Exercise objective: Turn the lines below, from the line holding "I would be grateful for your help with the pink" through the line holding "point(486, 545)", inclusive, into a numbered list, leaving out any blank lines.

(Object position labeling entries)
----

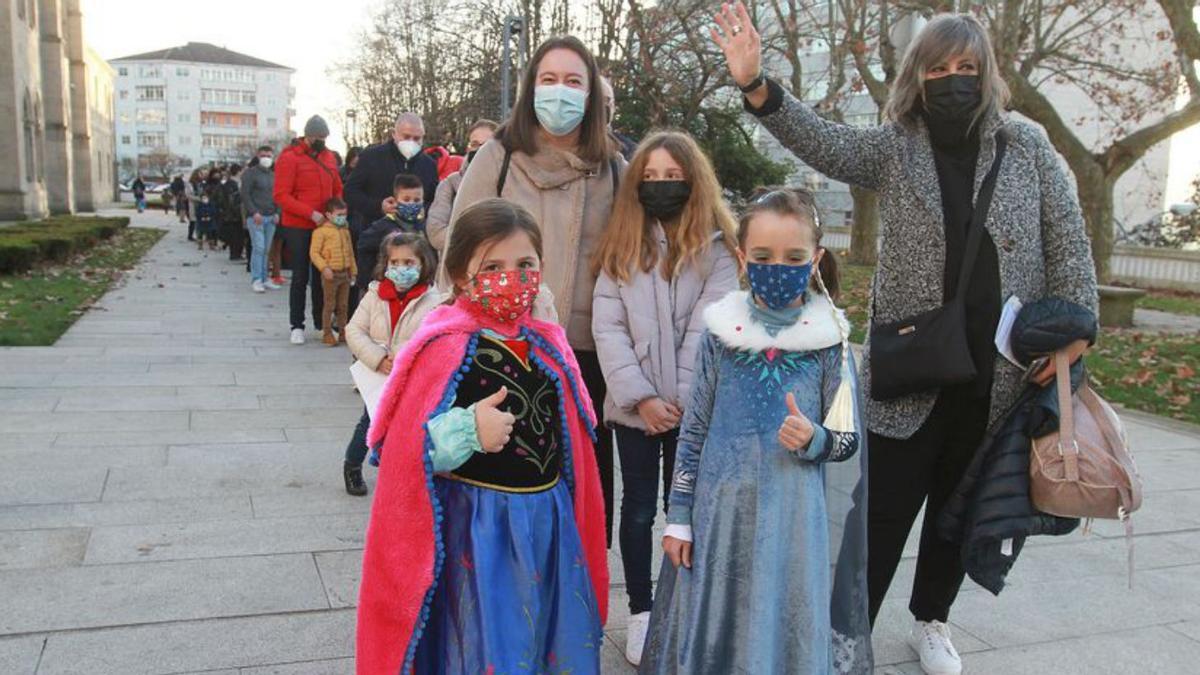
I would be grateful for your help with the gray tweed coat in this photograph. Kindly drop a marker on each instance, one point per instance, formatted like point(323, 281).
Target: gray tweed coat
point(1035, 222)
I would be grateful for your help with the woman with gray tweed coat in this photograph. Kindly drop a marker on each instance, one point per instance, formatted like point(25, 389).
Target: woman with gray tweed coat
point(927, 163)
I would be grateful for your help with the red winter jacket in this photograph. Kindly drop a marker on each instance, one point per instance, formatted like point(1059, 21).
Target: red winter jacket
point(304, 183)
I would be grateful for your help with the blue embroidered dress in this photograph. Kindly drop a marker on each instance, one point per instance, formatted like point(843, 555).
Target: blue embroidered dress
point(778, 577)
point(515, 595)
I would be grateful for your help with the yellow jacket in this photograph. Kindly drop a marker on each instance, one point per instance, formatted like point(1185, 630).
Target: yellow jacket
point(331, 249)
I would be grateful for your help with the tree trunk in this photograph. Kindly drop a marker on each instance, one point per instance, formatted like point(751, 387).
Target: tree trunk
point(864, 232)
point(1096, 201)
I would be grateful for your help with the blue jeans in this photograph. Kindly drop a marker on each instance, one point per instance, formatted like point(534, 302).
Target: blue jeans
point(357, 451)
point(261, 237)
point(640, 476)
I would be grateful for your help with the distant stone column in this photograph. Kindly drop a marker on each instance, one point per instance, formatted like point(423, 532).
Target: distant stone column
point(83, 168)
point(55, 103)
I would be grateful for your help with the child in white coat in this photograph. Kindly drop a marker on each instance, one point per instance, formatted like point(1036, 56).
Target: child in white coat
point(389, 312)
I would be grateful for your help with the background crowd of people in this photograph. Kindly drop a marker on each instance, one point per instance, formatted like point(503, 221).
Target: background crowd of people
point(615, 268)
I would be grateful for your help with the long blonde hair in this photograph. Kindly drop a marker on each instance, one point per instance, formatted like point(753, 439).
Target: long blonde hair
point(629, 238)
point(946, 36)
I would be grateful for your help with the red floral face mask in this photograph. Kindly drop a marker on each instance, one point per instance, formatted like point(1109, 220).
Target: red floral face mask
point(505, 294)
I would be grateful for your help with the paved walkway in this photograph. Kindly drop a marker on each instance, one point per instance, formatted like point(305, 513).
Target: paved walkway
point(171, 501)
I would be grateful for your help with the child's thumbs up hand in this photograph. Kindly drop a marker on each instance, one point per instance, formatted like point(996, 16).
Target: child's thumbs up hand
point(796, 431)
point(493, 425)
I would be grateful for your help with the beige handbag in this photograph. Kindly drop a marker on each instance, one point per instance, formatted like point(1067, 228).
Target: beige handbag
point(1085, 470)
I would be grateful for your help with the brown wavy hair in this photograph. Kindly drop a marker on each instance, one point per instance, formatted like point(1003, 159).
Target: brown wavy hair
point(520, 132)
point(629, 238)
point(484, 225)
point(802, 205)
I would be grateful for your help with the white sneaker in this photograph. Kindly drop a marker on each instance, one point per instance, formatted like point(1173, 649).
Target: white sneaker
point(635, 637)
point(931, 641)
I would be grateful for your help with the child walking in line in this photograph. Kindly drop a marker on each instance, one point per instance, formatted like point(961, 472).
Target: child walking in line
point(400, 294)
point(667, 254)
point(409, 216)
point(333, 254)
point(485, 551)
point(766, 568)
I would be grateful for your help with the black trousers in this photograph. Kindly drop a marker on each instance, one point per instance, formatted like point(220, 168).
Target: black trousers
point(901, 476)
point(298, 240)
point(593, 378)
point(640, 478)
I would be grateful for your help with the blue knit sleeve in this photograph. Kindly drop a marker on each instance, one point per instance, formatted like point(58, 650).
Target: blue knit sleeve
point(694, 430)
point(454, 437)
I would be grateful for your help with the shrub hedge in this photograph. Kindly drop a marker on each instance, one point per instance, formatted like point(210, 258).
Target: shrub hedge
point(55, 239)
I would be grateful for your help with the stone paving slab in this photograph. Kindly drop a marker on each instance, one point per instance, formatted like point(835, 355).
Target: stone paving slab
point(97, 514)
point(171, 501)
point(40, 549)
point(225, 538)
point(202, 645)
point(120, 595)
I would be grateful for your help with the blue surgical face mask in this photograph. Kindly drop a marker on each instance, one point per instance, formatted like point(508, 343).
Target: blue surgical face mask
point(778, 285)
point(403, 278)
point(409, 210)
point(559, 108)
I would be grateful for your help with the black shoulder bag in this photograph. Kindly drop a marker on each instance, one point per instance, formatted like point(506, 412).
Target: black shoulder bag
point(929, 351)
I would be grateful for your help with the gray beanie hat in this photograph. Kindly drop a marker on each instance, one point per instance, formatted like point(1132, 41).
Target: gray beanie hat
point(316, 127)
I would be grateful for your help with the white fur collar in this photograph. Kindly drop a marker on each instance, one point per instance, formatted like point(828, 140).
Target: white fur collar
point(730, 321)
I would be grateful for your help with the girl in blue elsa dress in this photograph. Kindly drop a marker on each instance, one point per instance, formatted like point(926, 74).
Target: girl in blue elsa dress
point(766, 548)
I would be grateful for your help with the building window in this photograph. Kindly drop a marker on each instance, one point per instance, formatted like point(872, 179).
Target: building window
point(151, 115)
point(151, 139)
point(241, 120)
point(151, 93)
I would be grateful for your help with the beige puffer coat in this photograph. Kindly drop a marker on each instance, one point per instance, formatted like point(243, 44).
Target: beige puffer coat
point(369, 333)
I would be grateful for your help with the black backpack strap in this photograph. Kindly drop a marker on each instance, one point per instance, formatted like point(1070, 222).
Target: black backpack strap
point(504, 172)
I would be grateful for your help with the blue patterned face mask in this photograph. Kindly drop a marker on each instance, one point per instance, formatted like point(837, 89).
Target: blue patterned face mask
point(403, 278)
point(409, 211)
point(778, 285)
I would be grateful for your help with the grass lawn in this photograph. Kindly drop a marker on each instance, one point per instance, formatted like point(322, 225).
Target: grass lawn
point(39, 306)
point(1146, 371)
point(1175, 302)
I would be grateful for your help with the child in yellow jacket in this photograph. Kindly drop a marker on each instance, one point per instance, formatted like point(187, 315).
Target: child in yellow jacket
point(333, 254)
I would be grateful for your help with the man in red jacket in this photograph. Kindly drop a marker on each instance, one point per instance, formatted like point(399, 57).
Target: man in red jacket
point(305, 178)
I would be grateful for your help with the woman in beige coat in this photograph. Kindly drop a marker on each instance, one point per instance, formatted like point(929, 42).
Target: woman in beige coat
point(388, 315)
point(555, 157)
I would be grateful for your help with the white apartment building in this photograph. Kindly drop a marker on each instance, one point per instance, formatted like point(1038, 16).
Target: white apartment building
point(196, 105)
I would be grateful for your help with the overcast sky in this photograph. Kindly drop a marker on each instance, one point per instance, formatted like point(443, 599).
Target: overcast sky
point(306, 35)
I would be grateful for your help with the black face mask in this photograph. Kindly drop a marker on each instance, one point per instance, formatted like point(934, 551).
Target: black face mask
point(664, 199)
point(953, 99)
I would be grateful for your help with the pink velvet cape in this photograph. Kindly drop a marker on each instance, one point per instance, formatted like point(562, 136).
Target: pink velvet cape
point(403, 551)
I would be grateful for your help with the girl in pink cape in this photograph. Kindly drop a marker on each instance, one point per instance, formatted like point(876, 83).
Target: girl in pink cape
point(486, 545)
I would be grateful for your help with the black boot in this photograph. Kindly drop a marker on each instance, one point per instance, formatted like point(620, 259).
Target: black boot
point(354, 483)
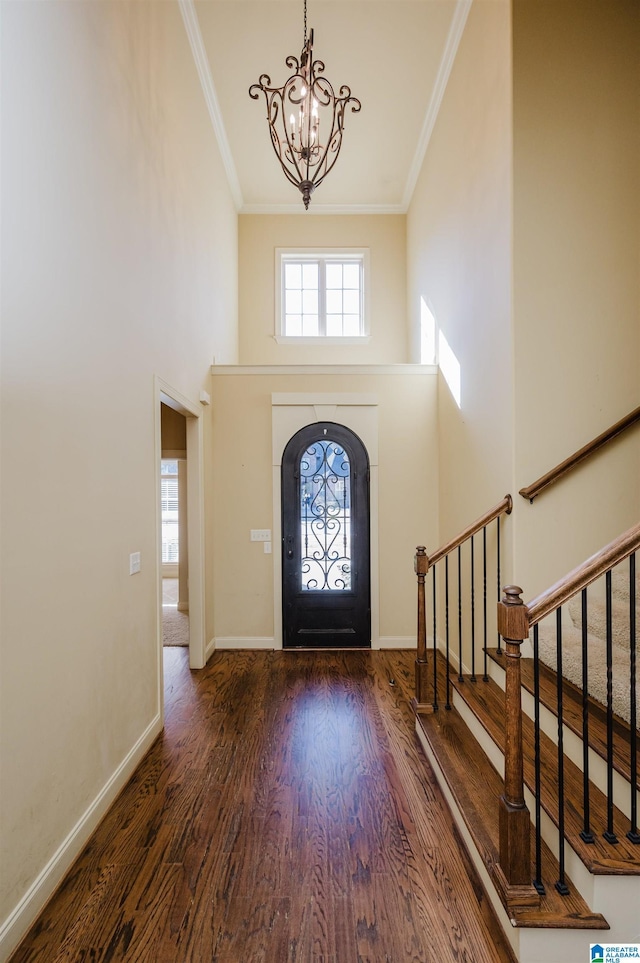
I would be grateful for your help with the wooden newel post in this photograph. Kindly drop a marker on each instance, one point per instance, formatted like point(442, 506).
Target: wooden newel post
point(513, 874)
point(421, 567)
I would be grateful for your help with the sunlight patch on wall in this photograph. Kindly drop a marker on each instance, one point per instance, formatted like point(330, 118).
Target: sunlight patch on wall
point(427, 334)
point(450, 367)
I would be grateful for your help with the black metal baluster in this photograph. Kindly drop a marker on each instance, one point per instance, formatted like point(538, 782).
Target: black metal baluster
point(473, 618)
point(561, 885)
point(435, 646)
point(586, 833)
point(498, 560)
point(447, 704)
point(485, 677)
point(633, 833)
point(460, 676)
point(538, 884)
point(609, 833)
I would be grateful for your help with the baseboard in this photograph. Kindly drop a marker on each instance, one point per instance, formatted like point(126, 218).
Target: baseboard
point(17, 924)
point(244, 642)
point(396, 642)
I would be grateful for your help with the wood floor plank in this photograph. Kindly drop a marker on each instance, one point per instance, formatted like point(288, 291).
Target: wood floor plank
point(286, 814)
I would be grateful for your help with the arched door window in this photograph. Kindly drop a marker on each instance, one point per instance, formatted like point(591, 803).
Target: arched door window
point(325, 544)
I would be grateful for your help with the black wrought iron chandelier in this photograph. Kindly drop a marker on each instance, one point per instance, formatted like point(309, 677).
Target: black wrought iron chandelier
point(306, 119)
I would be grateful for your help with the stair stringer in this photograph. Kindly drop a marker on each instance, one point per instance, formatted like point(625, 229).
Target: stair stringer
point(530, 944)
point(617, 898)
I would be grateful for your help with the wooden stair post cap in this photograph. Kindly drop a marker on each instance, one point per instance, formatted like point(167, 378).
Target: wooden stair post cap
point(513, 615)
point(421, 562)
point(512, 595)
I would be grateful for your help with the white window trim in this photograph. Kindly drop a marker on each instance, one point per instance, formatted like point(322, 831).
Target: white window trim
point(313, 254)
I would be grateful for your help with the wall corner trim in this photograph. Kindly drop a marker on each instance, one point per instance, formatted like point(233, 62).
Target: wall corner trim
point(15, 927)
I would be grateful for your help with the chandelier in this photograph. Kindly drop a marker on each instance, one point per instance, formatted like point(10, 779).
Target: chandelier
point(305, 118)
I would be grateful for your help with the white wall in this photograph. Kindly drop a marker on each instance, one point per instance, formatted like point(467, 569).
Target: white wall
point(383, 235)
point(119, 262)
point(576, 274)
point(242, 591)
point(459, 264)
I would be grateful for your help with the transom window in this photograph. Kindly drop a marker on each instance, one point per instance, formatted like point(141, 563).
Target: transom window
point(321, 294)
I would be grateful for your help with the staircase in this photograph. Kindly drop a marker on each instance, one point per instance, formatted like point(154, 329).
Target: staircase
point(539, 780)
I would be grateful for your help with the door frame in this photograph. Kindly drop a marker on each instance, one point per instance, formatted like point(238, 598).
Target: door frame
point(291, 411)
point(166, 394)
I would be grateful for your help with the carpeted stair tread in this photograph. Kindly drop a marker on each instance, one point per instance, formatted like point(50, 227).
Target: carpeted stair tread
point(477, 787)
point(572, 712)
point(486, 701)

----

Task answer:
1. I would be grateful for your help with the pink velvet cape in this photograph. Kindly drop a marker on each instance, one point per instance, formatted like point(562, 136).
2. Target: pink velvet cape
3. point(403, 551)
4. I would be grateful for your help with the girl in pink cape in this photograph. Kindly drop a marker on each instance, one point per instance, formatted like point(876, 83).
5. Target: girl in pink cape
6. point(486, 545)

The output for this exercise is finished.